## Work item:
Across the entries below, determine how many lines include the word "chef". State only the resulting number.

Excerpts from a dataset
------------
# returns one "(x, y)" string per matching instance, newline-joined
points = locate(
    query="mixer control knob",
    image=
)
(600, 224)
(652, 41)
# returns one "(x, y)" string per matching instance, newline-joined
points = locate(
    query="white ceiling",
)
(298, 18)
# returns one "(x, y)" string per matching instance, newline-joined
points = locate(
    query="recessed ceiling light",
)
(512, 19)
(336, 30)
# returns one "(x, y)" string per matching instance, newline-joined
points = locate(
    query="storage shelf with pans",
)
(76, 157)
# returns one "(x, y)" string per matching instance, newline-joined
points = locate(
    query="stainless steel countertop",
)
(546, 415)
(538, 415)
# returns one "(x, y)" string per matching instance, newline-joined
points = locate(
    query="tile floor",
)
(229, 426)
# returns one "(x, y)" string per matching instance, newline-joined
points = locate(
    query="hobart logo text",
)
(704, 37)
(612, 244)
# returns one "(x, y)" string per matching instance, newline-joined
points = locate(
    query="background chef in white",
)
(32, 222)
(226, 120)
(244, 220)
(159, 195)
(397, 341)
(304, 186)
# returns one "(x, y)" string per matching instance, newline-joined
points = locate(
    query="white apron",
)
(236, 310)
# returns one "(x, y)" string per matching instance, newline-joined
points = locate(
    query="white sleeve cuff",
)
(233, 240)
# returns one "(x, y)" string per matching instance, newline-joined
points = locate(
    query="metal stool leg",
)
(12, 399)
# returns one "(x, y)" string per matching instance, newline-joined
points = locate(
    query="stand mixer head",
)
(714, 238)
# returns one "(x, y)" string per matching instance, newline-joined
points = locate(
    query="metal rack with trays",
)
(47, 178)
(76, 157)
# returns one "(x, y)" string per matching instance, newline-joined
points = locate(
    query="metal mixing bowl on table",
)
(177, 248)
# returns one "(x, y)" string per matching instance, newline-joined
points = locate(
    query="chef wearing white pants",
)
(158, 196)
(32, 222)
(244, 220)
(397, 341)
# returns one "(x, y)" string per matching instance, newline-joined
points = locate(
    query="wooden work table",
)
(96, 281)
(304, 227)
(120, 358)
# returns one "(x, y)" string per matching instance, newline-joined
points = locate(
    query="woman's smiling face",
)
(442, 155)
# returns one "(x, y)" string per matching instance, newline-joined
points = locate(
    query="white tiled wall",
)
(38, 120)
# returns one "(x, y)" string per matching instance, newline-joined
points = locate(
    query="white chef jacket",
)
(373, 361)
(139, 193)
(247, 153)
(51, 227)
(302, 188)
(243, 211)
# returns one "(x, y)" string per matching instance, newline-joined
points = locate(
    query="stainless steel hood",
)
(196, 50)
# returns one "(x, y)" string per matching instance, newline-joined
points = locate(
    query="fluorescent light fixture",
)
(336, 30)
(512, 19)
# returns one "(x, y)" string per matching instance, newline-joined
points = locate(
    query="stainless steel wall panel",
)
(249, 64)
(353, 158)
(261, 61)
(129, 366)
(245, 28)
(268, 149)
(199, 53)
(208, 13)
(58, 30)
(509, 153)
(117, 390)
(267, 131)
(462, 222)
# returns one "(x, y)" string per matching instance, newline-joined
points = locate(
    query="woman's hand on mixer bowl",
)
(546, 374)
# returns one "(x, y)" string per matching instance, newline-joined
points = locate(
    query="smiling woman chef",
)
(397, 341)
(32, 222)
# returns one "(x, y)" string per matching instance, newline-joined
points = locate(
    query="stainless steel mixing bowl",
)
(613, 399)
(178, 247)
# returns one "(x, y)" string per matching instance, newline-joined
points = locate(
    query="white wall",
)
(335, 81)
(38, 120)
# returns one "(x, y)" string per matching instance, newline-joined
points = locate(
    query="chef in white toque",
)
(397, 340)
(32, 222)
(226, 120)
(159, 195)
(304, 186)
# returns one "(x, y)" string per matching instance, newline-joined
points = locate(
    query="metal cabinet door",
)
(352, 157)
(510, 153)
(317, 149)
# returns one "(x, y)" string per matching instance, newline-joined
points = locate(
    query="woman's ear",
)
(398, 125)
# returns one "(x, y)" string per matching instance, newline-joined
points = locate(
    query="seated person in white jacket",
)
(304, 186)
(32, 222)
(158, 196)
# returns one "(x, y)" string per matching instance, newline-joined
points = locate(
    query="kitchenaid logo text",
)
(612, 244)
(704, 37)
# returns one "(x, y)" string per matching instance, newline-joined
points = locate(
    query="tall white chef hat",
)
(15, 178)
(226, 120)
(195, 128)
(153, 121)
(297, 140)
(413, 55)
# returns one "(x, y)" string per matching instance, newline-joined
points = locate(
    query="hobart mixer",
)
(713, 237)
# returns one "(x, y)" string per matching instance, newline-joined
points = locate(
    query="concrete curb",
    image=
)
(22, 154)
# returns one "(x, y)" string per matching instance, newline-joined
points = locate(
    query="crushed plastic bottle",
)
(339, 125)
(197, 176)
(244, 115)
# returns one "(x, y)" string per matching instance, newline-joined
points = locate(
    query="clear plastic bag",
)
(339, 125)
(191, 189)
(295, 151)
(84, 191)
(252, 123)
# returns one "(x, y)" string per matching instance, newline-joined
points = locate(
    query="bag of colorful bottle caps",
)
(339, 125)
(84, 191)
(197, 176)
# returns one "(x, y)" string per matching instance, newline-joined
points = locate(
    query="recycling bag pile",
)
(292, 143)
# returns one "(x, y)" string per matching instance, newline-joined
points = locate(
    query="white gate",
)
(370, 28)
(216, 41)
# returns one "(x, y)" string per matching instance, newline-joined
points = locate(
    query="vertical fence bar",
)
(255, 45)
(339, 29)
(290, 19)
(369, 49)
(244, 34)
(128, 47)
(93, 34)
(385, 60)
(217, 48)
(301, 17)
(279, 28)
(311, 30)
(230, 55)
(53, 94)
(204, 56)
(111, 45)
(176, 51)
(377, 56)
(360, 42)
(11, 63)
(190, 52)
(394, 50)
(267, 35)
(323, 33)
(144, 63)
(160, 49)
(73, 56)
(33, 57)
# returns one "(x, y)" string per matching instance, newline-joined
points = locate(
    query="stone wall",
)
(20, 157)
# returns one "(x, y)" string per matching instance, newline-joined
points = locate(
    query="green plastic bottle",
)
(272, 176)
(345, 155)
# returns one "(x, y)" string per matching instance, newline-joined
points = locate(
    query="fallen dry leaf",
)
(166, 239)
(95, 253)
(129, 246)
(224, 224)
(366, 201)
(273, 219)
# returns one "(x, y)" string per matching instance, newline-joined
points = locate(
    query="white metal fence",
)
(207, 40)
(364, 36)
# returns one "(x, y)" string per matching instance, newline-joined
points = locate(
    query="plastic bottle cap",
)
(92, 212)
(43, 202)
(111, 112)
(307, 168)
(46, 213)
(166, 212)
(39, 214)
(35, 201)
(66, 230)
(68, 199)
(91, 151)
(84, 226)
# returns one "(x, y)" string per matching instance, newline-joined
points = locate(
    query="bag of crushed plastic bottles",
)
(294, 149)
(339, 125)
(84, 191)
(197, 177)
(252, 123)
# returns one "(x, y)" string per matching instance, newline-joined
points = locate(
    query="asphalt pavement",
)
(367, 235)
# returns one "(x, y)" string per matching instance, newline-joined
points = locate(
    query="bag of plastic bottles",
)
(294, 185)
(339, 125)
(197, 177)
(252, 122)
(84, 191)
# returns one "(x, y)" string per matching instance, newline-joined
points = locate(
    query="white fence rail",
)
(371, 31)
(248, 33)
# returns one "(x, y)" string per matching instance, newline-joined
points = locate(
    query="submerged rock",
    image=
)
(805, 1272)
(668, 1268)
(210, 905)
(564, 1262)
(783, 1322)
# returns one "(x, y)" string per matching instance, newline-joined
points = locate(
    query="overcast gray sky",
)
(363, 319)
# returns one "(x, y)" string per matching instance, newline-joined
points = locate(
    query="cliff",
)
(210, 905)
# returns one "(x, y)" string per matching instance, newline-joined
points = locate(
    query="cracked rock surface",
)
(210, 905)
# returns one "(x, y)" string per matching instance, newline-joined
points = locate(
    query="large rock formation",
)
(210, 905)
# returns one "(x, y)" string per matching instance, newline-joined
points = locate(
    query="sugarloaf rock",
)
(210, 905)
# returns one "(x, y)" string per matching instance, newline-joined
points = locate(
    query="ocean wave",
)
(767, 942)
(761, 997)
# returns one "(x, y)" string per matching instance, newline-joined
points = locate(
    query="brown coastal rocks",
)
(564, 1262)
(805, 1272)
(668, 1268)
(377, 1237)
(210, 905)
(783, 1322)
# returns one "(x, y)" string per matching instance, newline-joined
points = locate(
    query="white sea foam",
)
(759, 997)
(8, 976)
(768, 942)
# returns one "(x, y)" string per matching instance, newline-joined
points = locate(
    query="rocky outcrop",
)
------------
## Final answer:
6